Entries from a point annotation set >>

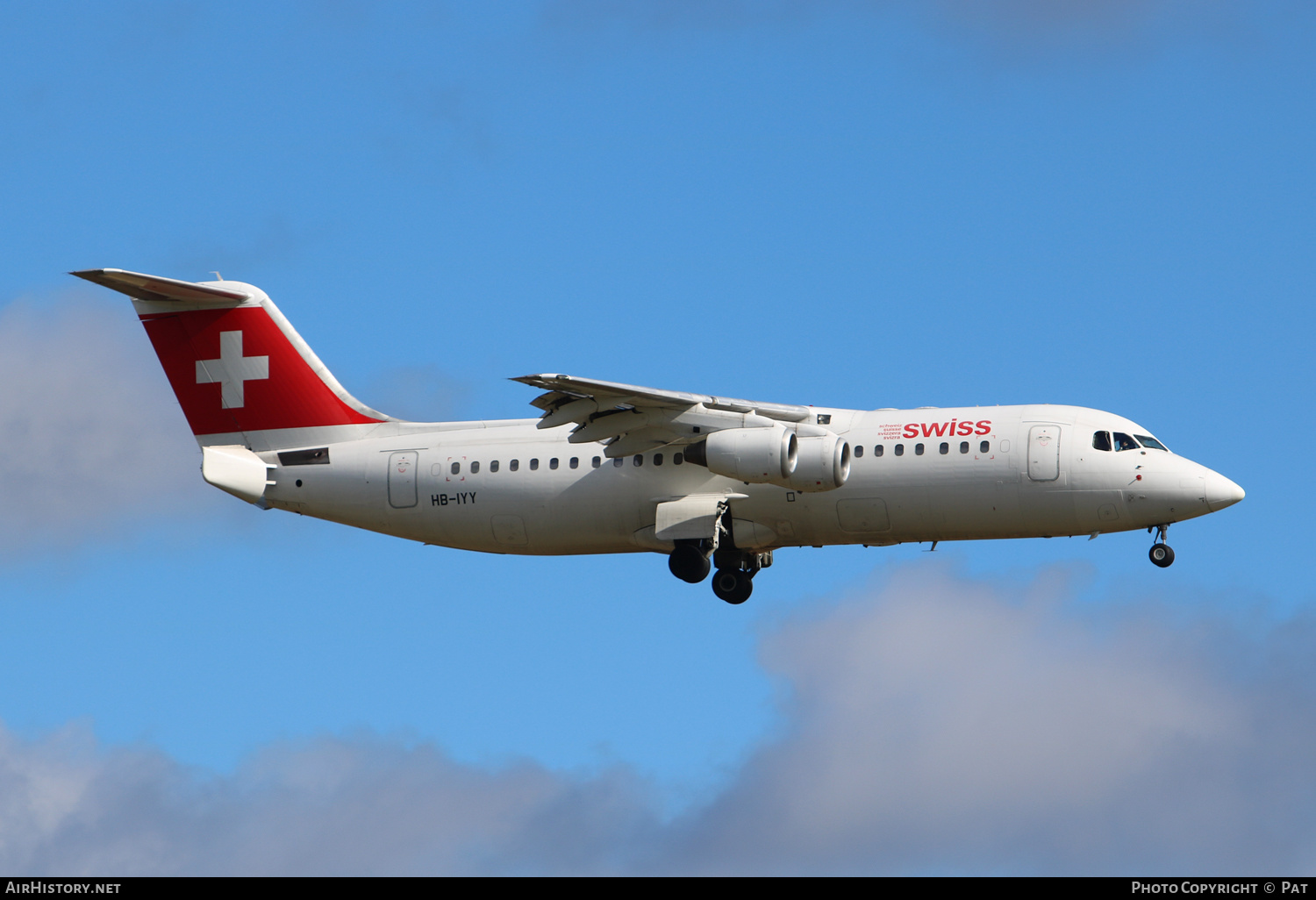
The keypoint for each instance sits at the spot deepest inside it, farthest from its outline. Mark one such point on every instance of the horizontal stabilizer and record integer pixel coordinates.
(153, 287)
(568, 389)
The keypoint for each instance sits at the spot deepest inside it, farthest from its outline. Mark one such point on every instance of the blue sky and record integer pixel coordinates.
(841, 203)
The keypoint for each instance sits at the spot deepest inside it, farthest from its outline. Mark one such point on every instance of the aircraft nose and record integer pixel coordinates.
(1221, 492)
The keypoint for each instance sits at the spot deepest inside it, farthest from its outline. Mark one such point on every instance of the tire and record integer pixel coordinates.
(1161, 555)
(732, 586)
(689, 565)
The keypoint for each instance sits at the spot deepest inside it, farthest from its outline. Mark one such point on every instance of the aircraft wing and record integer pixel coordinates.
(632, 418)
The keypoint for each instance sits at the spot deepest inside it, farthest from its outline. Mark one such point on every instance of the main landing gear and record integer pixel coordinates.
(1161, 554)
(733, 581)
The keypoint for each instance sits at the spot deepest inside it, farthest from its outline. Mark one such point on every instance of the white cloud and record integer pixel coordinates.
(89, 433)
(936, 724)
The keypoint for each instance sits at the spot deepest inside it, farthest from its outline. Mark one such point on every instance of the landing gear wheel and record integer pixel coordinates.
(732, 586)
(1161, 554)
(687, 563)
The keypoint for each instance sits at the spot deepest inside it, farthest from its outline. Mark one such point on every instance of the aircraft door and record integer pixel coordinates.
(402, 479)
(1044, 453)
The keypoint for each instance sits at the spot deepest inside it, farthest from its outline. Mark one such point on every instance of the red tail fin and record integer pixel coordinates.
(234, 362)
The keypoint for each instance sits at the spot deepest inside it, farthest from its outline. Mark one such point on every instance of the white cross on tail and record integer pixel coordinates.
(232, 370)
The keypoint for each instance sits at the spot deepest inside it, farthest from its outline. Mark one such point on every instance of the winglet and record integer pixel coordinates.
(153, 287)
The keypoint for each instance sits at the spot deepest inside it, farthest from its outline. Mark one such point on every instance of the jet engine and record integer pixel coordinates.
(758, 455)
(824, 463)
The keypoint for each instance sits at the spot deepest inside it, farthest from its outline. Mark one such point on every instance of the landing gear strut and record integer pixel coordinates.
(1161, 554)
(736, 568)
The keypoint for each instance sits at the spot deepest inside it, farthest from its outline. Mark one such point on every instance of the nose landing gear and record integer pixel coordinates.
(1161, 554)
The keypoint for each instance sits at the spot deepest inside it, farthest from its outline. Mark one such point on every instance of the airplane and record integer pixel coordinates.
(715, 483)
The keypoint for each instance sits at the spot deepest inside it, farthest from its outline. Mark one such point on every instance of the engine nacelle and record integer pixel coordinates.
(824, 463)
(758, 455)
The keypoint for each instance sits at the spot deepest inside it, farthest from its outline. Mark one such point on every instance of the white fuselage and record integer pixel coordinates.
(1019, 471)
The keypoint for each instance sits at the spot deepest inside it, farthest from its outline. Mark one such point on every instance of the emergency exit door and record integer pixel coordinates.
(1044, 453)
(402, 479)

What is being asked >> Copy out all of the data above line for line, leaving out the pictures.

Reply to the task >>
The keypoint for each instance sits at the spot deepest inside it, farthest from its outline. Mark one such point on every instance of the horizontal stabilizer and record integer pixel coordinates.
(153, 287)
(568, 389)
The keypoint for each instance sits at the spot deepest inside it, farthest from its outline. Mark one such point on every instance of the blue sky and record integer pixel coordinates.
(841, 203)
The keypoint for each instance sits at the spot deepest inside it, farthest from its outline. Mark one such point on every instance of the aircraft nose and record integer pixel coordinates.
(1221, 492)
The keypoint for each instance sits at the spot deepest inside it, farthest from its outline. Mark one such point on every instance of the tire and record integer pixel coordinates.
(1161, 555)
(732, 586)
(689, 565)
The keypoint for each instance sits at the spot deepest inside it, farthest from its outline. Mark one such point on every instance of the aircraft wing and record integer pixel coordinates.
(632, 418)
The keypoint for each instance sits at the spot deepest inside it, farthest from its outline. Mark one such point on every instance of the main landing gear and record integer pixel coordinates.
(1161, 554)
(733, 581)
The keypoint for each instance sits at the spot deepest inside it, farthest from its outline. Mark one such point on every instance of the white cloud and record integer pixel coordinates.
(89, 433)
(936, 724)
The keypoint for each instance sits at the spot deepest inside it, farthest from its outline. Mark one such point on every instance of the landing gear wheel and record integer pixel coordinates.
(732, 586)
(1161, 554)
(687, 563)
The keypoint for each instance sits at the spot deepest inside it, farthest from its outline. Mark one such point on every instance of the aircraft door and record integer pixel coordinates.
(402, 479)
(1044, 453)
The keypoint for each instance sits at the spot deepest inside it, farthest from its outline. Mark one such point on every instance of the red tail fin and record integer pixel coordinates.
(234, 362)
The keypoint for each instance sits at the spot deepest inside it, farthest from its outline. Mark one such point on every instance of the white cross on tail and record integer pixel coordinates.
(232, 370)
The keypoint for each instance sits at the spot deepest inside it, farthest from its outline. Mark one such point on every instance of the winglet and record integer pixel coordinates.
(153, 287)
The keypoint for each instance sits at the spot deepest inside it, farthest from its outline. Mark one such point on every instance of the jet engine and record integer pixel coordinates.
(758, 455)
(824, 463)
The keypoint for each instance sits at the spot deepest inside it, farthest from its outline. Mark one such point on every instance of the landing gear strut and record integer pixel coordinates.
(1161, 554)
(736, 568)
The keypoint for each instance sits at the spot deepest inside it, farthest from its outline. Mark one such point on every instance of the nose landing gear and record integer pixel coordinates.
(1161, 554)
The keypoint for each instance sits at the spot deepest inside it, farthest from its outline. Mark one such point on every instance of the airplane and record integer pixel coordinates.
(715, 483)
The keypoint for each instance sits at the spot deepest inside it, farthest from its outline. Mark one such point on every instance of the engine nacelle and record integer pixel coordinates.
(824, 463)
(758, 455)
The keypoint for each instance sits at the spot deepest inside it, farthest from its outline. Mark one such point on every instance of the white fuselage and record integer pixel coordinates.
(1019, 471)
The keypoint for each instance sits at the spot deepest inside it, farthest from its outline. Mark one such point on every instance of the emergency exit door and record integer pixel coordinates.
(1044, 453)
(402, 479)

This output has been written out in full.